* [WHAT THE TASK ASKS] Output every entry exactly as written.

··· RECORDS TO PROCESS

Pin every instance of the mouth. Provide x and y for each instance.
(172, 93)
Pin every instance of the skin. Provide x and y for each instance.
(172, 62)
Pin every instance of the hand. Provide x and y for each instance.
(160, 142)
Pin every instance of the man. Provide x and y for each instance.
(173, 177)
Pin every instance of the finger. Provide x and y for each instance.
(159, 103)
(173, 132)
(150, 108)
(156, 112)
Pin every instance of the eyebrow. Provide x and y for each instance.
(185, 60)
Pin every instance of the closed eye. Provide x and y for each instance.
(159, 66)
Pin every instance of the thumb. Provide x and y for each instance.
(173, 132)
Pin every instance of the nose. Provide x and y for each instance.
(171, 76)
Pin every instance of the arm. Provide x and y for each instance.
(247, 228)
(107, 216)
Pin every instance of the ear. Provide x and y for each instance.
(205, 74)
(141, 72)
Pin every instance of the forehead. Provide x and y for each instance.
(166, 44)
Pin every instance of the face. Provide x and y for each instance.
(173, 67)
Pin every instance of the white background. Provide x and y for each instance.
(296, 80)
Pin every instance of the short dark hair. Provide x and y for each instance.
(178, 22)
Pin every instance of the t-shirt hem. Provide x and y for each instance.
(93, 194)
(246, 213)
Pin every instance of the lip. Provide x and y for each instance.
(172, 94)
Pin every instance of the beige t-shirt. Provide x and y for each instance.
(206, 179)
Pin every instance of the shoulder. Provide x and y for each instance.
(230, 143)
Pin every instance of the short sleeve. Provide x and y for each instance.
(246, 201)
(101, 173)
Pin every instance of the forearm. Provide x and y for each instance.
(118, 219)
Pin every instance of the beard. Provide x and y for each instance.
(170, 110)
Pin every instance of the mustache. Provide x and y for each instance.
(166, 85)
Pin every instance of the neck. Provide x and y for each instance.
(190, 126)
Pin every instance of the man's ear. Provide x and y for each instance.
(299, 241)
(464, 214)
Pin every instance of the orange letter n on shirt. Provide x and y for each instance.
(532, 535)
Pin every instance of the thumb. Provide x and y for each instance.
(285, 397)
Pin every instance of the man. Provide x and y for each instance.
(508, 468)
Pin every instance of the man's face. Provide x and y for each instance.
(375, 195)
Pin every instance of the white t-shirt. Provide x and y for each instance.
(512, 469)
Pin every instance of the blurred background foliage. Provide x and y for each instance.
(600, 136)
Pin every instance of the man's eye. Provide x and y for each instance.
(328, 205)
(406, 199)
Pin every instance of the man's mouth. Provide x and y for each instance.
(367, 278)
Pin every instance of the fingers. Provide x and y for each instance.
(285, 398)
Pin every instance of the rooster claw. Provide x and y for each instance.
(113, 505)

······

* [OUTPUT FOR THIS EXERCISE]
Pin every instance of the mouth. Provide x and y for each instance.
(172, 93)
Pin every instance of the skin. Provide x and y for each instance.
(172, 62)
Pin every instance of the hand. Provide x and y for each instance.
(160, 142)
Pin every instance of the man. Provide x and y for each instance.
(173, 177)
Pin every instance of the finger. Provide x and y for each instance.
(159, 103)
(173, 132)
(150, 108)
(156, 112)
Pin every instance of the eyebrow. Provide x and y for each instance.
(185, 60)
Pin every instance of the closed eye. Provide x and y for each instance.
(159, 66)
Pin every instance of the thumb. Provide x and y for each instance.
(173, 132)
Pin every instance of the nose. Provide x and y for each instance.
(171, 76)
Pin every instance of the arm. Provide x and y for each instance.
(247, 228)
(107, 216)
Pin every instance of the ear. Provide x and y for each instance.
(205, 74)
(141, 72)
Pin every instance of the forehead. Provide x and y for each instance.
(166, 44)
Pin every instance of the face. Provide x and y for each instance.
(173, 67)
Pin every instance of the white background. Provide x and y for each instance.
(296, 80)
Pin every instance of the short dark hair. Provide x and y for each instance.
(178, 22)
Pin every instance of the t-shirt hem. Provide x and y for each instance.
(93, 194)
(246, 213)
Pin every instance of the lip. Provide x and y for each instance.
(172, 94)
Pin every instance of the beige t-shirt. Provide x and y for each instance.
(206, 179)
Pin every instance of the shoulder. Provide x and y for each instance.
(230, 143)
Pin every instance of the short sleeve. Provide x and y for each instance.
(246, 201)
(101, 173)
Pin every instance of the forearm. Provide x and y for each instance.
(118, 219)
Pin every instance of the beard. Provide x and y for each instance.
(170, 110)
Pin every instance of the mustache. Provide x and y for each instance.
(166, 85)
Pin every instance of the neck. Provide x and y for each instance.
(190, 126)
Pin every instance of the man's ear. Provide x and y for each instance.
(299, 241)
(464, 214)
Pin every instance of the orange letter n on shirt. Provide x and y for each instance.
(532, 535)
Pin every instance of the thumb. Provide x and y for each instance.
(285, 397)
Pin every instance of the man. Provide x and y for each instance.
(508, 468)
Pin every instance of the man's face. Provide x and y for each instance.
(375, 195)
Pin every instance of the white t-shirt. Provide x and y for each instance.
(512, 469)
Pin every instance of the blurred background foliage. Provide x and y for each instance.
(600, 136)
Pin every instance of the man's eye. Provide x and y for each instance.
(328, 205)
(406, 199)
Pin every instance of the man's mouth. Provide x and y for each instance.
(367, 278)
Pin every instance of the fingers. Provide x and y for each instance.
(285, 398)
Pin every instance of the rooster claw. Provide x and y for each instance.
(113, 505)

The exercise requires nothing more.